╔══
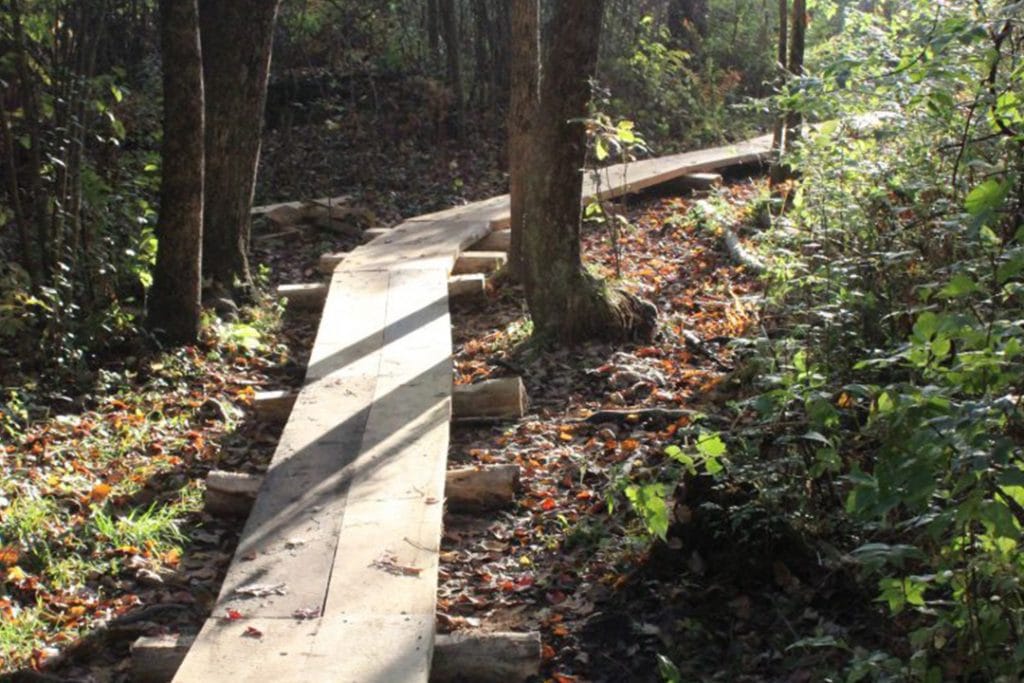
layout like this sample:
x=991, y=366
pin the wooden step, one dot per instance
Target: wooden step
x=497, y=241
x=466, y=489
x=503, y=398
x=479, y=261
x=485, y=657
╚══
#### Task prompt
Only a word-for-word repetition of the lines from the one containing "x=991, y=366" to the final line of the data above counts as the answer.

#### Solved problem
x=991, y=366
pin the wooden step, one dot per instance
Target: wooden step
x=497, y=241
x=466, y=489
x=503, y=398
x=479, y=261
x=485, y=657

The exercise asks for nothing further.